▸ **Do this**
Quote, verbatim, all material below, without pictures.

▸ **The records**

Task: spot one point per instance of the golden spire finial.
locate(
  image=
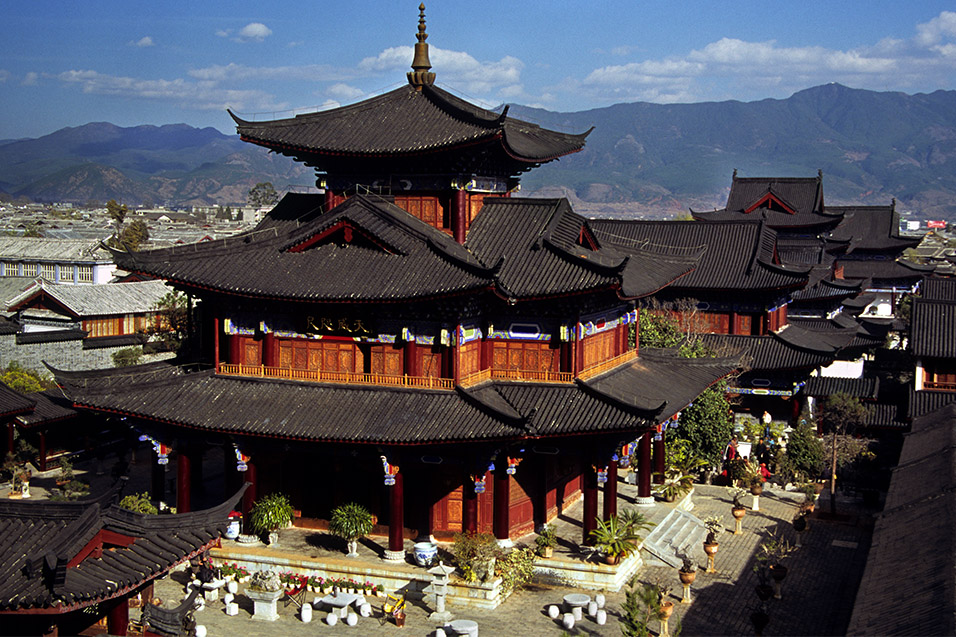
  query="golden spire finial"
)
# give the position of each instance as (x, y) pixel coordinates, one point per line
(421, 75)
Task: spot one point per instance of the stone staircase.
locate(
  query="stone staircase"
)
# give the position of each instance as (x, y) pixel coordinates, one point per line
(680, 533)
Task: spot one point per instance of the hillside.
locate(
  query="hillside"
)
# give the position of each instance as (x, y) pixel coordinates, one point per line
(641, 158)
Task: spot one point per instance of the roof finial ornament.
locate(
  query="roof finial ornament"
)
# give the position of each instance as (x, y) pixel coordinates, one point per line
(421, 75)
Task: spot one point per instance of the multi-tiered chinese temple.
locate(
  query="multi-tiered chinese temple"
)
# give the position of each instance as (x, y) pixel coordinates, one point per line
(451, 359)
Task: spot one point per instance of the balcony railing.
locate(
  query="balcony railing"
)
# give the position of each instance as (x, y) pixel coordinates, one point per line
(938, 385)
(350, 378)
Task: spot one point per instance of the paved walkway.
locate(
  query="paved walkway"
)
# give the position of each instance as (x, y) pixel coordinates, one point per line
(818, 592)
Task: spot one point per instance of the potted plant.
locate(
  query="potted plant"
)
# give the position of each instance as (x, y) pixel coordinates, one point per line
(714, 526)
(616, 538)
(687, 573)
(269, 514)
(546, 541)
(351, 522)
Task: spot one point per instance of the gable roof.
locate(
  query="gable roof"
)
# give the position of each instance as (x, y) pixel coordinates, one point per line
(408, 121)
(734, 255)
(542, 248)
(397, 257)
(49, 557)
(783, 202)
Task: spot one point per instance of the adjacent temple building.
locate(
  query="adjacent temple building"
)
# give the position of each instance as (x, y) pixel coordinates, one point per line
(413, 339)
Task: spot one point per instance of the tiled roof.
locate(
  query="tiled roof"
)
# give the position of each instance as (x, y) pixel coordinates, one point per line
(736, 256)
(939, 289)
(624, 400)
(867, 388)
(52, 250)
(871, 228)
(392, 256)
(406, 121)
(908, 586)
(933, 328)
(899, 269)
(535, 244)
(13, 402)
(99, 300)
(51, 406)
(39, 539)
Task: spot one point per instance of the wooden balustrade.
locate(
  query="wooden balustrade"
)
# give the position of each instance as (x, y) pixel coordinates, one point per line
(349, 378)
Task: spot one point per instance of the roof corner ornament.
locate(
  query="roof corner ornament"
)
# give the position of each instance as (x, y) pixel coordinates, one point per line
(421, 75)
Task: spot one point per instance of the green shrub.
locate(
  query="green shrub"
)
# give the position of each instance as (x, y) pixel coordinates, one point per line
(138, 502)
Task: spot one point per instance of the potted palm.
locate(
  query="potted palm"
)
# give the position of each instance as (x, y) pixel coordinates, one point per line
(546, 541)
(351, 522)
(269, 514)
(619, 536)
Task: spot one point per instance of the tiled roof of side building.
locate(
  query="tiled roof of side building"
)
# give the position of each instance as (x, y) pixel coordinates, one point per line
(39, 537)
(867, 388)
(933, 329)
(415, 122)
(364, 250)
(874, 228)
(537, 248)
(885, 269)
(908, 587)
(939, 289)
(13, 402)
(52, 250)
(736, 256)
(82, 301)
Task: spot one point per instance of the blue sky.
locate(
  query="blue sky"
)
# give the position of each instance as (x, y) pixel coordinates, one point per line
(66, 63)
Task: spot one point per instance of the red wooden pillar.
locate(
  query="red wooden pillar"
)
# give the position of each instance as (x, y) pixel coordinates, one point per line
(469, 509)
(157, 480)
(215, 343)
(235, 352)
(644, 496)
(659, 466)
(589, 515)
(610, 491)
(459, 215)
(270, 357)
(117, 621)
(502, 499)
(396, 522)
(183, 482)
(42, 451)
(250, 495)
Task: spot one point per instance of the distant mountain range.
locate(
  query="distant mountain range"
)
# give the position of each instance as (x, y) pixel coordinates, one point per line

▸ **Exercise output**
Task: spot one point per instance of the golden spire finial.
locate(
  image=
  query="golden spire finial"
)
# give the position of each instance as (x, y) pixel coordinates, one point per line
(421, 75)
Task: spot one point per instance of the stone staircase.
locate(
  query="stone staircase"
)
# give the position of each instance as (x, y) pixel coordinates, one point per line
(680, 533)
Task: spot one point per instance of the hillside.
locate(
  query="hillside"
)
# give the position of each instance as (x, y) pixel coordinates, one point per line
(641, 158)
Task: spot one point per instance of the roof finial ornament.
locate(
  query="roof finial ornament"
)
# give the position of each instance as (x, y) pixel coordinates, one point per line
(421, 75)
Task: spot one point per instance of the multi-tiered chinese temple.
locate(
  query="multi-tiered chinese temple"
)
# give the position of each instance as (x, y) pixel coordinates, one point per line
(451, 359)
Task: spot one point per instance of the balcony railing.
locate(
  query="balcony railing"
)
# give the position of each instance as (x, y) pixel coordinates, one point per line
(938, 385)
(350, 378)
Task: spot one point per instance of the paved walkway.
locate(
  query="paved walkway"
)
# give the position of each instance as (x, y) pixel coordinates, one point per line
(818, 592)
Task: spot one point per instance of the potted plant.
locate(
  query="potted plant"
)
# give the position of each instance as (x, y) pixel coordinates, one point per line
(714, 526)
(616, 538)
(687, 573)
(269, 514)
(546, 541)
(351, 522)
Task: spot one point per instance of the gable roof.
locate(
  query="gable roof"
)
# give the position of each instance as (x, y) pixel coordinates, one point per line
(408, 121)
(734, 255)
(542, 248)
(397, 257)
(49, 557)
(783, 202)
Task: spot one point per instance of the adjacent temple building.
locate(
  query="adjacent temple building"
)
# give the position of each instance as (x, y) pixel coordinates, one point per line
(413, 339)
Task: spot one point per instance of the tiled roof.
locate(
  query="tiled roof"
)
# give the position of each instance as (x, y) pixel coordinates, one point per line
(736, 256)
(939, 289)
(624, 400)
(867, 388)
(52, 250)
(871, 228)
(392, 256)
(406, 121)
(908, 586)
(933, 328)
(899, 269)
(535, 244)
(13, 402)
(99, 300)
(51, 406)
(39, 539)
Task: spot one point per instance of the wooden balustrade.
locate(
  query="wooden balustrade"
)
# give the position of each instance as (x, y) pixel coordinates, one point per line
(349, 378)
Task: spot one point per instance of the roof corner ornament.
locate(
  query="roof corner ornament"
)
# give the position of each instance as (x, y) pixel coordinates, one point per line
(421, 75)
Task: spot one point per instance of the green shrub.
locate(
  query="green shrub"
)
# give the position of each instance as (x, y) pixel coordinates, one point per line
(138, 502)
Task: spot one point per instance of the potted palm.
locate(
  query="potted palm"
)
# give the position of each instance as (x, y) pixel coordinates, one point per line
(546, 541)
(351, 522)
(269, 514)
(619, 536)
Task: spot one point per instance of the tiled roof of side building.
locate(
  query="tiled roof of side building"
)
# give the position of each instance as (x, y) pixel coordinates, one point per line
(39, 537)
(867, 388)
(933, 329)
(415, 122)
(364, 250)
(874, 228)
(537, 248)
(885, 269)
(908, 587)
(939, 289)
(13, 402)
(52, 250)
(736, 256)
(82, 301)
Task: spot one point per instance of the blue sky.
locate(
  query="blue sky"
)
# give the position of each instance as (x, y) pixel coordinates, one point per line
(66, 63)
Task: spot one point per instance of the red wooden pillar.
locate(
  query="red wooden pillar"
)
# give the position of each instance as (x, y) pixel coordinates, one point per line
(469, 509)
(157, 480)
(215, 343)
(235, 352)
(644, 496)
(659, 466)
(589, 515)
(610, 491)
(459, 215)
(270, 357)
(117, 621)
(502, 499)
(396, 522)
(183, 482)
(42, 451)
(250, 495)
Task: spot one point per instance of the distant mountain range.
locate(
  query="distant mountain range"
)
# give the position of each instance as (x, y) pixel coordinates, one point per line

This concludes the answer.